### 実施する課題:
a - 文書抜粋の紹介文では、岩切さんに聞いた事柄が挙げられています。そのすべてを列挙してください。
b - 文書抜粋によると、岩切さんはどの局と部に所属していますか。
c - 文書抜粋の「岩切 理子 Riko Iwakiri」で始まり「今後の目標などを聞いた――。」までの部分を、一字も変えずに書き写してください。

FUJITV Inside Story〜フジテレビで働く人〜

岩切 理子

「多くの人に『感動』を届けたい!」
若手VE岩切理子さんに聞く――
仕事をより楽しむ「秘訣」
トラブル対応に向けた「努力」
大切にしている「言葉」とは?

Vol.22

岩切 理子 Riko Iwakiri

フジテレビで働く人の仕事への取り組みや思いをシリーズで描く『FUJITV Inside Story』。
第22弾は、技術局・制作技術統括部に所属するVE(ビデオエンジニア)として、スポーツ中継やバラエティ・音楽番組など、数多くの番組やイベントに携わっている入社4年目の岩切理子さん。
「一人前のVE」を目指している岩切さんに、仕事のやりがいや苦労していること、仕事をより楽しむための「秘訣」、トラブル対処能力を磨く「方策」、今後の目標などを聞いた――。
(2024年06月06日掲載)

VEは多くの人に
“喜んでもらえる”仕事
技術担当を総動員・・・
「駅伝中継」は「システム祭り!」
敢えて“トラブル経験”を積んで、
対処能力を磨く

制作技術統括部に配属されて、現在、4年目と伺いました。どれ位の人数で、どんな仕事を手掛けているのですか?

### データ一覧:
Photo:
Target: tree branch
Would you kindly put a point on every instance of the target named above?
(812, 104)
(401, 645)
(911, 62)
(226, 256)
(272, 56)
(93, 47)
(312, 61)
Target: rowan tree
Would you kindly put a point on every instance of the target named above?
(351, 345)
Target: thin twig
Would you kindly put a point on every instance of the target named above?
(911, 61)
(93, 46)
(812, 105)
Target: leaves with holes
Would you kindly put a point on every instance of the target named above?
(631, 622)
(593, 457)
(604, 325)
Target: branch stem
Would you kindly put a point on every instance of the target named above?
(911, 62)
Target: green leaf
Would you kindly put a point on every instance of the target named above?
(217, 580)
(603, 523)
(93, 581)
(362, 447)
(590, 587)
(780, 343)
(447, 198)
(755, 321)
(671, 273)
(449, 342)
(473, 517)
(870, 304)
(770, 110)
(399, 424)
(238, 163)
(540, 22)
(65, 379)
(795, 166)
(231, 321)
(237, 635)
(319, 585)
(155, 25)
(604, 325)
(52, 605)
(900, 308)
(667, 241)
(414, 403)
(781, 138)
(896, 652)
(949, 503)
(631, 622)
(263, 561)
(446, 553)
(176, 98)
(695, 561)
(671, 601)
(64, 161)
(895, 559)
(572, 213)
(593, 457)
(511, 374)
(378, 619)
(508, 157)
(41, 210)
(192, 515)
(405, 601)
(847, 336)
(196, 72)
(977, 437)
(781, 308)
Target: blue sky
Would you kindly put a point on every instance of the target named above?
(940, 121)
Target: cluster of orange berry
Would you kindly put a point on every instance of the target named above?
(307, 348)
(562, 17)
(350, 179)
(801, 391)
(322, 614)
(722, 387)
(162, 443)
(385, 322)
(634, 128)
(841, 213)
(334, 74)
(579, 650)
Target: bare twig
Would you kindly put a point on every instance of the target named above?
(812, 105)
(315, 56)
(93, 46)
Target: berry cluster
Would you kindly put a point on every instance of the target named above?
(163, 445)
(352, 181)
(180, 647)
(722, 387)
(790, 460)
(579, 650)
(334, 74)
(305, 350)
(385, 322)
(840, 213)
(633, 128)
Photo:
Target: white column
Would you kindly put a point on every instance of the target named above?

### 回答:
a -
- 仕事のやりがい
- 苦労していること
- 仕事をより楽しむための「秘訣」
- トラブル対処能力を磨く「方策」
- 今後の目標

b - 技術局・制作技術統括部です。

c -
岩切 理子 Riko Iwakiri

フジテレビで働く人の仕事への取り組みや思いをシリーズで描く『FUJITV Inside Story』。
第22弾は、技術局・制作技術統括部に所属するVE(ビデオエンジニア)として、スポーツ中継やバラエティ・音楽番組など、数多くの番組やイベントに携わっている入社4年目の岩切理子さん。
「一人前のVE」を目指している岩切さんに、仕事のやりがいや苦労していること、仕事をより楽しむための「秘訣」、トラブル対処能力を磨く「方策」、今後の目標などを聞いた――。